Provided text:
## start

MammothModa

Unified Multimodal Understanding, Generation, and Editing

🌐 Project Page | 📑 Mamoda2 Tech Report | 📑 Mamoda2.5 Tech Report

Introduction

Mamoda is a family of unified AR-Diffusion models that seamlessly integrate multimodal understanding and generation within a single architecture. One model handles text-to-image, text-to-video, image editing, video editing, and multimodal understanding.

🎉 News

2026-05-06: 🔥Mamoda2.5 technical report is now online! Achieves SOTA on video editing benchmarks. Open-source model weights are under internal review.
2026-02-15: 🔥Released Mamoda2.5 inference code for Video Generation and Video Editing! Check out our Project Page.
2025-12-10: 🔥Mamoda2-Dev build upon Qwen3VL-8B supports Image Editing are now available at HuggingFace.

## end

Problems and tasks:
1. Please copy out the records again, starting with their first line and going on through the line containing "point(866, 619)", and leave the pictures out.
2. Carry on the MammothModa overview from its final line.

Information given:
## start

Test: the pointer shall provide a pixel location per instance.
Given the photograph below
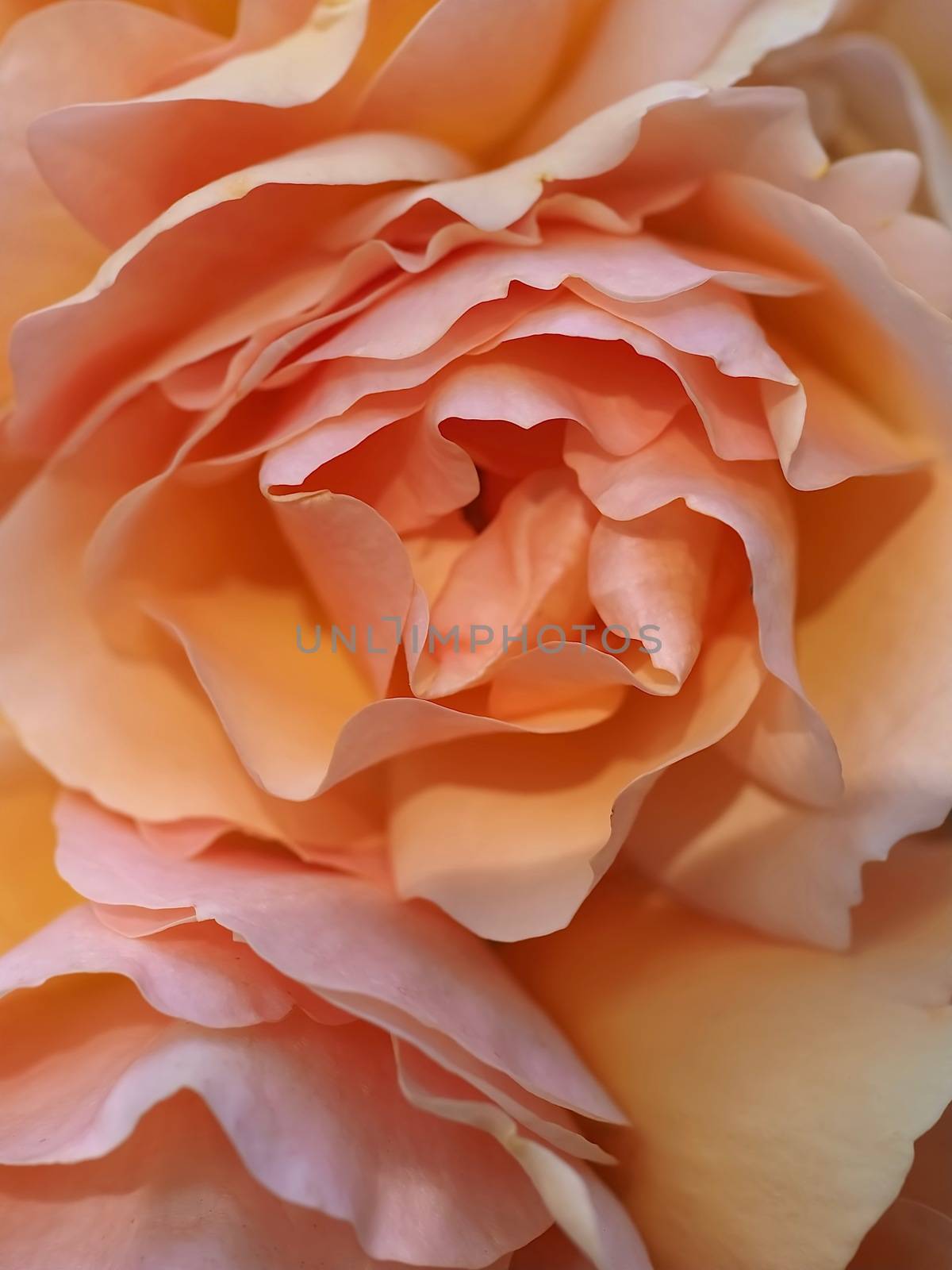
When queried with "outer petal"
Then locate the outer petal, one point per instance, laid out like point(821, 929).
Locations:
point(342, 937)
point(175, 1194)
point(32, 892)
point(314, 1111)
point(774, 1091)
point(873, 634)
point(52, 57)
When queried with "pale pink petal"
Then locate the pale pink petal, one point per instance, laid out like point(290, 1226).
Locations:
point(340, 1138)
point(509, 833)
point(535, 550)
point(182, 324)
point(787, 743)
point(175, 1194)
point(873, 645)
point(338, 935)
point(117, 167)
point(658, 571)
point(645, 42)
point(579, 1203)
point(52, 57)
point(470, 70)
point(197, 973)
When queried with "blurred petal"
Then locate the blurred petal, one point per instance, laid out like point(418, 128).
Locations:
point(795, 1079)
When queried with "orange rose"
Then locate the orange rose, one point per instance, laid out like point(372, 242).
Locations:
point(492, 444)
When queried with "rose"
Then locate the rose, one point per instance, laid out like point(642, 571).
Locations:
point(302, 366)
point(359, 1057)
point(879, 78)
point(791, 1080)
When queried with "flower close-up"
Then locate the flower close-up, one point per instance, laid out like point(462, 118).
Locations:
point(475, 668)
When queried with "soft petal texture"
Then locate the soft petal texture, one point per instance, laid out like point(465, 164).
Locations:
point(175, 1193)
point(93, 50)
point(797, 1080)
point(32, 892)
point(362, 944)
point(866, 619)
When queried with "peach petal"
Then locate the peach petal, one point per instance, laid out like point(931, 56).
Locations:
point(33, 892)
point(635, 270)
point(731, 410)
point(121, 708)
point(359, 941)
point(884, 97)
point(178, 1160)
point(913, 375)
point(447, 1202)
point(740, 851)
point(908, 1235)
point(636, 46)
point(245, 202)
point(509, 833)
point(581, 1204)
point(875, 194)
point(196, 973)
point(787, 743)
point(625, 402)
point(52, 57)
point(156, 148)
point(473, 101)
point(535, 550)
point(281, 709)
point(657, 571)
point(844, 1060)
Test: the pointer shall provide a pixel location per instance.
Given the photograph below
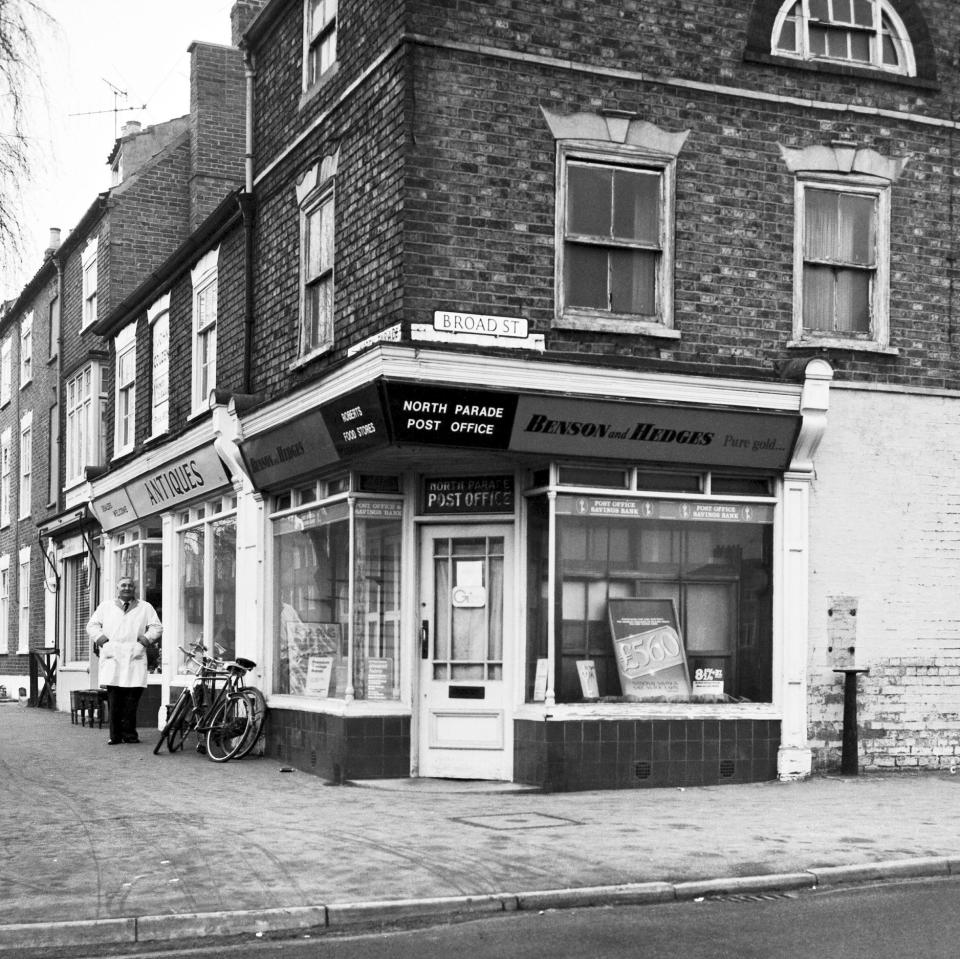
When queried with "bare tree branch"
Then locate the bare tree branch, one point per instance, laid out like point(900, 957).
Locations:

## end

Expected answers:
1.
Test: the pointer shall provide a pixel location per instance.
Given the photograph below
When queried with "outer petal"
Then locate the outer petal, one point per instance, laid out like point(821, 929).
Locations:
point(342, 937)
point(175, 1194)
point(32, 892)
point(314, 1111)
point(774, 1091)
point(873, 634)
point(52, 57)
When queried with "pale pink petal"
Then locate the pale pink petal, one point per instance, laid out like point(290, 1226).
Locations:
point(340, 1138)
point(509, 833)
point(535, 550)
point(182, 324)
point(787, 743)
point(175, 1194)
point(873, 645)
point(338, 935)
point(117, 167)
point(658, 571)
point(645, 42)
point(579, 1203)
point(52, 57)
point(470, 70)
point(197, 973)
When queried with "blurred petal"
Then locate the blurred petal, one point per instance, laid out like point(418, 128).
Locations:
point(795, 1079)
When queried with "orange rose"
Then locate the orange rose, one point per instance, laid out like point(372, 242).
Locations:
point(492, 444)
When queried with "rose"
Then locate the rose, one point per instance, laid out like point(642, 571).
Locations:
point(302, 366)
point(359, 1057)
point(879, 78)
point(791, 1080)
When queried with "flower close-up"
Then locate the flower close-up, one point per instance, laid out like point(462, 118).
Locations:
point(475, 668)
When queried with "soft petal texture"
Then locate the soft petal texture, one point per instance, laid out like point(465, 164).
Locations:
point(175, 1193)
point(93, 50)
point(797, 1080)
point(32, 892)
point(362, 944)
point(866, 619)

2.
2025-10-01: 🔥Mamoda2-Preview models are now available at HuggingFace. Note: To use the Preview version, please switch to the qwen25vl branch.

Highlights

MoE Architecture

Fine-Grained MoE: 128 routed experts with Top-8 routing — 25B total parameters, only ~~3B active per forward pass (~~12%), yielding 12x faster inference than dense models of comparable capacity.
Unified Generation & Editing: A single model for text-to-image, text-to-video, image editing, and video editing — no separate task-specific models needed.
SOTA Video Editing: #1 on OpenVE-Bench (3.86), #1 on FiVE-Bench (87.41), best overall on Reco-Bench.
Top-Tier Video Generation: 61.64 on VBench 2.0, on par with HunyuanVideo 1.5 and LongCat-Video, with only 110s latency.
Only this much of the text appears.